## Excerpt to read
################
Ego Defenses – A mini summary + personal experiences

After suffering some…(trying to find a nice word to replace the mother of F words)…screwed-up shit from some people, I decided to do up this post on Ego Defences, to find out why they do such things in the first place.

What is Ego Defense

To start of with, ego defenses are simply mechanisms used to defend the ego and reduce feelings of anxiety. The Ego itself is a person’s self esteem or self importance (quoted from Oxford Dictionary). Well, in my module we learnt two other things called Super-Ego and Id.

Id: the part of the mind in which innate instinctive impulses and primary processes are manifest.

SuperEgo: the part of a person’s mind that acts as a self-critical conscience, reflecting social standards learned from parents and teachers.

I like to think of the Ego as some sort of a ‘mediator’ between the Superego and Id; the defense mechanism comes in when the Ego is unable to make both the Superego and Id happy. Rather casual way of putting it but…if it works and people understand…it works =D

So what are some Ego Defenses?

Some of the Ego Defense mechanisms which I learnt in my Consumer Behaviour module (didn’t know it was a field of Psychology itself until my partner told me =x) include: Aggression, Rationalization, Regression, Withdrawal, Projection, Daydreaming, Intellectualization and Repression.

Agression

Representing our need to stay alive and stave off threats to our existence, power and prosperity, aggression is basically using anger and violence to make one feel better. That includes punching walls, kicking tables and chairs, slapping others; any acts of violence =] a.k.a taking one’s anger out on other things. In fact, because of this, Aggression is a rather common response to frustration.

Rationalization

I like to call this ‘feeding oneself fake information’ because that is literally what one does in this case. Rationalization occurs when someone gives him(her)self a fake, usually logical or rational, reason as opposed to the actual reason. I have come across this fairly often in my life, dealing with parents who tell themselves: I’m doing it for the good of my child so that he or she will have a better life in the future, when in reality they simply want the child to live a life that they themselves wanted and did not get to live, regardless of the child’s own wishes.
################
## What to do
#1 In the post on ego defenses, what is aggression described as a rather common response to?
#2 Carry on the post on ego defenses from its last sentence, keeping its voice.

## Dataset rows
################
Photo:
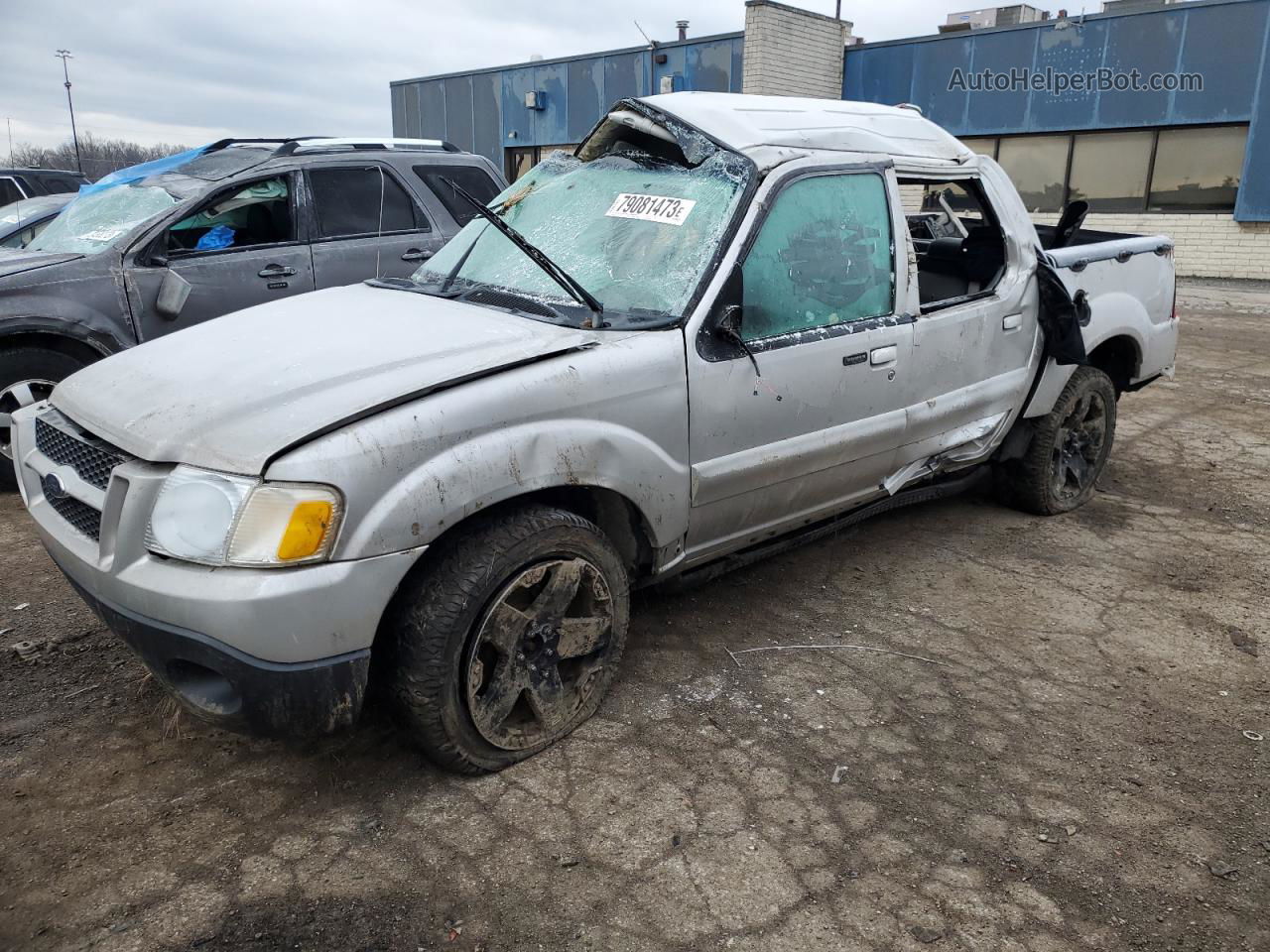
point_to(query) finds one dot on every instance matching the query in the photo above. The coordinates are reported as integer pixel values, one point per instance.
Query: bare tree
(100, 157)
################
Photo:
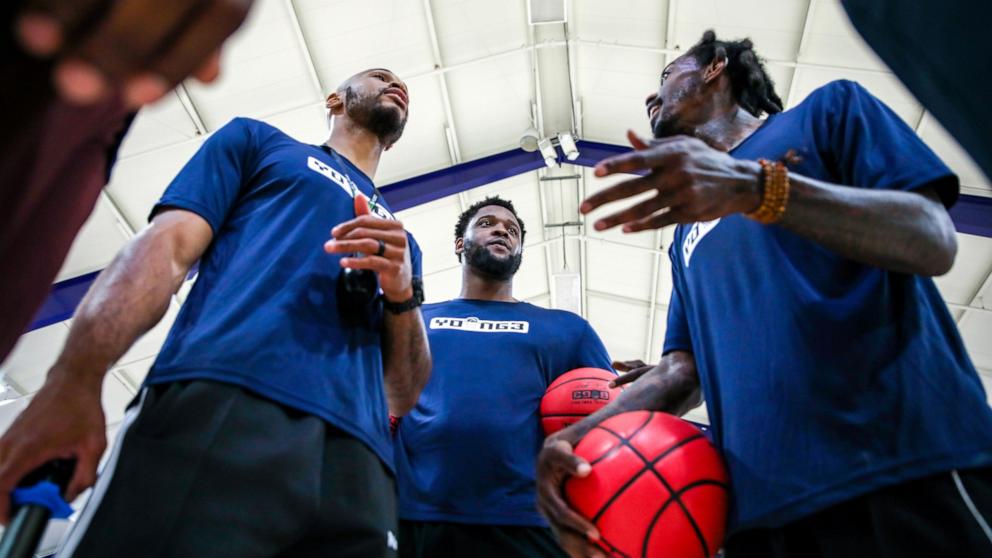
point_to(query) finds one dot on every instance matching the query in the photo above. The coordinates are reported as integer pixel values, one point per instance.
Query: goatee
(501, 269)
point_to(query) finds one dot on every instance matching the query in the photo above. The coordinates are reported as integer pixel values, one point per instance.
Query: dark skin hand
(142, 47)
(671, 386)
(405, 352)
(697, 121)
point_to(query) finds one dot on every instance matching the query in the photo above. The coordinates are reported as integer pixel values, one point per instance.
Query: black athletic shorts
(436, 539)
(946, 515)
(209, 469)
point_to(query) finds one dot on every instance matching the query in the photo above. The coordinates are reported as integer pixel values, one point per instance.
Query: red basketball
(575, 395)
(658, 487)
################
## Expected results
#1 Frustration.

#2
Regression

Stemming from the word ‘regress’, Regression is about returning to a previous stage of development. It normally includes things like sitting at one corner, crying one’s eyes out until they are bloodshot after hearing some bad news or throwing a tantrum when one does not get one’s way. Admittedly I’m guilty of this…if you’re wondering which example…I can safely say both. Coming from a family background where I wasn’t properly emotionally nurtured, even at the age of 20 I am still acting like a kid: throwing tantrums. Of course, I’m learning to curb this bad habit of mine under the care of my new boyfriend and his family.

Withdrawal

Also known as ‘Avoidance’, is the tendency to avoid anything unfamiliar: from people, to situations and places. It could be due to a phobia, anxiety over anticipated critical evaluation, or a conditioned avoidant response. Naturally if you had a fear of cockroaches, you would run off or freeze when you see it. I was conditioned to avoid crying. Cause, I would be labelled weak by my own parent and get scolded instead for crying even when it’s not my fault. Talk about epic win.

Projection

My worst nightmare. I have an acquaintance who LOVES using projection on me to the point that I nearly used Aggression (punching a hole through my laptop screen). Basically it is placing unacceptable impulses in yourself onto someone else. I’m always the ‘someone else’ and it does get very annoying. An example on the internet is: When you lose an argument, you say ‘You are just stupid’ to the other person. For my personal experience, that acquaintance of mine projects her/his own screwed up family problems onto mine until I get so agitated to the point of totally cutting off contact with that person. Otherwise I might just end up puking blood in the end.

Oh, this was the ego defense used on me that motivated me to type this blog post.

Daydreaming

Daydreaming is a temporary escape from daily reality by forming mental pictures, usually in spontaneous, brief episodes, of other experiences. I believe most of us are guilty of this when we were still in school attending lessons or lectures =D especially if we have a boring lesson; a voice that’s either so soothing which lulls us to sleep or a voice that’s so droning that it bores us to sleep. I like to daydream, to escape from the harsh realities of the world. But of course, something somewhere always drags me back down. Amusingly it’s an internal force and not external most of the time; about say 99.9999999999999% of the time ^^ (i made that figure up =D)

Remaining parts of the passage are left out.